TESTO DELLA PAGINA:
-------------------------
Oggi, con il taglio dei parlamentari, siamo davanti a una riforma che sceglie la popolarità e mette in secondo piano la responsabilità

Una riforma che è molto popolare è per forza di cose anche automaticamente giusta? In tempi di crisi della rappresentanza, con gli elettori che si sentono delusi e lontani dalle istituzioni e si rifugiano nell’astensione, incrociare il sentimento prevalente nei cittadini è più che mai indispensabile per i partiti.

Con due avvertenze, però: che quella singola decisione presa sull’onda degli umori popolari non indebolisca il sistema complessivo, ma al contrario ne migliori il funzionamento e l’efficacia; e che non siano le pulsioni del momento a decidere gli interventi da compiere – una riforma non è una lotteria – ma sia la politica a guidare, selezionare e garantire il processo di cambiamento, perché è solo la politica che ha la responsabilità di tutelare il libero gioco tra i poteri dello Stato, tenendo insieme tradizione e innovazione. A maggior ragione quando la riforma tocca la Costituzione.

Oggi, con il taglio dei parlamentari, siamo esattamente davanti a una riforma che sceglie la popolarità e mette in secondo piano la responsabilità. Non c’è alcun dubbio, infatti, che il favore dei cittadini accompagni qualsiasi progetto di diminuzione del numero dei nostri rappresentanti, comunemente considerato troppo alto, anche in relazione ad altri Paesi.

Ma nello stesso tempo è indubitabile che questa misura, da sola, altera il sistema senza preoccuparsi di ricomporlo, come se si potesse intervenire soltanto sulla quantità della presenza parlamentare senza tener conto della qualità di quella funzione fondamentale in qualsiasi sistema democratico. Qualità che nasce – oltre che dalla virtù degli eletti – dall’articolazione dei vari aspetti che danno forma e vita alla rappresentanza.
-------------------------
[Dati estratti da una raccolta]
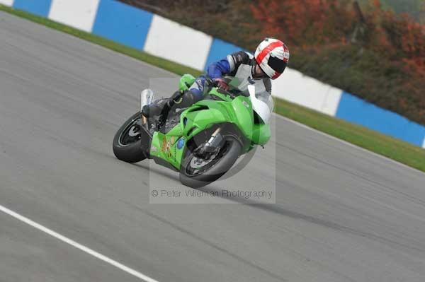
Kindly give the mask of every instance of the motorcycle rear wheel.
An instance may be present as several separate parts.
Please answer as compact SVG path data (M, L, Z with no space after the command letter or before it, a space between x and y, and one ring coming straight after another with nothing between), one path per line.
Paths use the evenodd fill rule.
M118 160L127 163L137 163L144 160L146 149L149 144L147 133L140 128L142 114L136 112L120 127L115 134L112 148Z

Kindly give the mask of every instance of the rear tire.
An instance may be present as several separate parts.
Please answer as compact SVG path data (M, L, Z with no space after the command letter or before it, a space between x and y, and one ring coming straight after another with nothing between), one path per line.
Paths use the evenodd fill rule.
M239 141L230 135L223 136L226 142L218 155L222 154L211 167L203 173L193 175L191 163L196 156L193 152L188 151L186 158L180 168L180 182L184 185L192 188L200 188L213 182L226 173L234 164L239 158L242 146Z
M146 131L139 128L140 136L132 136L134 137L134 141L132 141L131 135L128 136L125 135L128 134L130 130L135 130L134 129L132 129L132 127L135 126L135 122L141 118L141 115L140 112L133 114L120 127L115 134L112 148L114 155L118 160L127 163L137 163L146 158L145 151L147 151L144 150L142 144L142 141L143 141L143 143L149 143L149 137ZM134 133L132 135L134 135ZM128 142L125 142L124 141ZM149 148L147 149L149 149Z

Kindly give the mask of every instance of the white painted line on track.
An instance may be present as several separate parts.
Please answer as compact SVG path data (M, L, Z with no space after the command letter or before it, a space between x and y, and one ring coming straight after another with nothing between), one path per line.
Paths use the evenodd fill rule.
M47 233L52 237L55 237L57 239L59 239L60 240L69 244L70 245L72 245L72 247L74 247L89 254L92 255L93 257L103 261L118 269L121 269L123 271L127 272L129 274L132 275L133 276L135 276L138 278L142 279L144 281L146 282L158 282L157 280L152 279L152 278L141 274L140 272L138 272L134 269L130 269L130 267L127 267L125 265L120 264L119 262L114 261L113 259L111 259L110 258L108 258L108 257L106 257L104 255L103 255L102 254L100 254L96 251L94 251L93 249L88 248L86 246L84 246L65 236L63 236L40 224L37 223L36 222L34 222L33 221L31 221L30 219L26 218L25 216L23 216L16 212L14 212L13 211L11 211L1 205L0 205L0 211L3 211L4 213L6 213L13 218L15 218L16 219L18 219L18 221L21 221L29 225L31 225L32 227L38 229L40 231L44 232L45 233Z
M387 161L389 161L389 162L390 162L390 163L394 163L394 164L398 165L400 165L400 166L402 166L402 167L403 167L403 168L407 168L407 169L409 169L409 170L412 170L416 171L416 172L419 172L419 173L421 173L421 174L424 173L424 172L422 172L422 171L421 171L421 170L418 170L418 169L416 169L416 168L414 168L409 167L409 165L404 165L404 163L399 163L399 162L397 162L397 160L392 160L392 159L391 159L391 158L390 158L385 157L385 155L380 155L380 154L378 154L378 153L375 153L375 152L373 152L373 151L369 151L369 150L365 149L364 148L361 148L361 147L360 147L360 146L357 146L357 145L353 144L353 143L350 143L350 142L348 142L348 141L345 141L345 140L340 139L339 139L338 137L335 137L335 136L332 136L332 135L329 135L329 134L328 134L327 133L325 133L325 132L321 131L319 131L319 130L317 130L317 129L314 129L314 128L312 128L312 127L308 127L308 126L307 126L307 125L305 125L305 124L302 124L302 123L300 123L300 122L297 122L297 121L295 121L295 120L293 120L293 119L290 119L290 118L288 118L288 117L286 117L282 116L282 115L280 115L280 114L276 114L276 112L273 112L273 114L274 116L277 117L279 117L279 118L280 118L280 119L284 119L284 120L285 120L285 121L287 121L287 122L290 122L290 123L292 123L292 124L296 124L296 125L298 125L298 126L299 126L299 127L302 127L302 128L305 128L305 129L306 129L310 130L310 131L312 131L316 132L316 133L317 133L317 134L320 134L320 135L322 135L322 136L327 136L327 137L328 137L328 138L329 138L329 139L330 139L335 140L335 141L339 141L339 142L343 143L344 143L344 144L346 144L346 145L347 145L347 146L350 146L350 147L352 147L352 148L357 148L358 150L362 151L363 151L363 152L368 153L370 153L370 154L371 154L371 155L375 155L375 157L378 157L378 158L381 158L381 159L383 159L383 160L387 160ZM424 142L425 142L425 140L424 140ZM424 148L425 148L425 147L424 147Z

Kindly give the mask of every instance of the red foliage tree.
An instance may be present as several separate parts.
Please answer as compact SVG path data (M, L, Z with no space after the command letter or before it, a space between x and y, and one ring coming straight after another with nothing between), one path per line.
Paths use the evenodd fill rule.
M251 8L263 23L264 35L312 47L346 40L354 17L346 6L338 0L264 0Z

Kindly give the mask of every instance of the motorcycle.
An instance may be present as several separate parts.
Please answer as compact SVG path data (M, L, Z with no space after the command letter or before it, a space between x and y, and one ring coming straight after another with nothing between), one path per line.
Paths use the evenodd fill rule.
M188 90L195 79L183 75L178 90ZM203 99L180 111L170 111L165 121L142 114L143 106L152 99L152 90L142 92L140 111L116 132L113 153L128 163L153 159L179 172L181 182L190 187L217 180L238 158L270 139L273 100L269 95L256 96L253 85L247 92L227 91L207 78Z

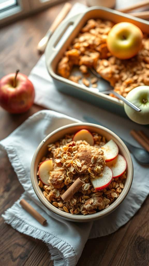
-------------------------
CONSEGNE:
A. Traduci in inglese questa frase del testo sul taglio dei parlamentari: «Una riforma che è molto popolare è per forza di cose anche automaticamente giusta?»
B. Nel testo sul taglio dei parlamentari, quali verbi hanno come oggetto «il processo di cambiamento»? Elencali tutti.
C. Per favore, riprendi il testo sul taglio dei parlamentari dal punto in cui si ferma.

RISPOSTE:
A. Is a reform that is very popular necessarily also automatically right?

B. guidare, selezionare, garantire

C.
Cominciamo dunque dai numeri. Seicentotrenta deputati e 315 senatori sono effettivamente molti, in un sistema parlamentare che conta complessivamente 945 eletti dal popolo. Si può quindi discutere sulla riduzione di quei numeri, sapendo però che non nascono dal caso.

Lo Statuto albertino non prevedeva un numero fisso per i deputati e per i senatori, elencando soltanto le 21 categorie che formavano la platea nella quale il sovrano poteva scegliere i membri del Senato del Regno: si trattava di ex ministri, diplomatici, magistrati, ufficiali, accademici e titolari di redditi molto alti, capaci di pagare almeno tremila lire di imposte dirette. Quando nel 1861 nacque la prima Camera elettiva, contava 443 membri, che diventarono 493 pochi anni dopo, quando la capitale fu trasferita a Firenze, e 508 con la presa di Roma. Dopo la prima guerra mondiale si arrivò a quota 535, per fare spazio ai rappresentanti delle “terre redente”. Nel 1928, quando già era venuto meno il principio della rappresentanza sostituito dal corporativismo fascista, si scese a 400.

Nella Costituente, il dibattito riguardò soprattutto la scelta tra monocameralismo e bicameralismo. Scelto quest’ultimo, la prima proposta puntava su una Camera di 300 parlamentari, attraverso un calcolo che prevedeva un deputato-rappresentante ogni 150 mila abitanti. Furono i due partiti di maggiore insediamento popolare, la Dc e il Pci, a chiedere di aumentare il numero dei componenti della Camera, per favorire una relazione più stretta e diretta tra gli eletti e gli elettori. Sulla base di questa considerazione si arrivò così a stabilire un rapporto di un deputato ogni 80 mila abitanti e un senatore ogni 200 mila.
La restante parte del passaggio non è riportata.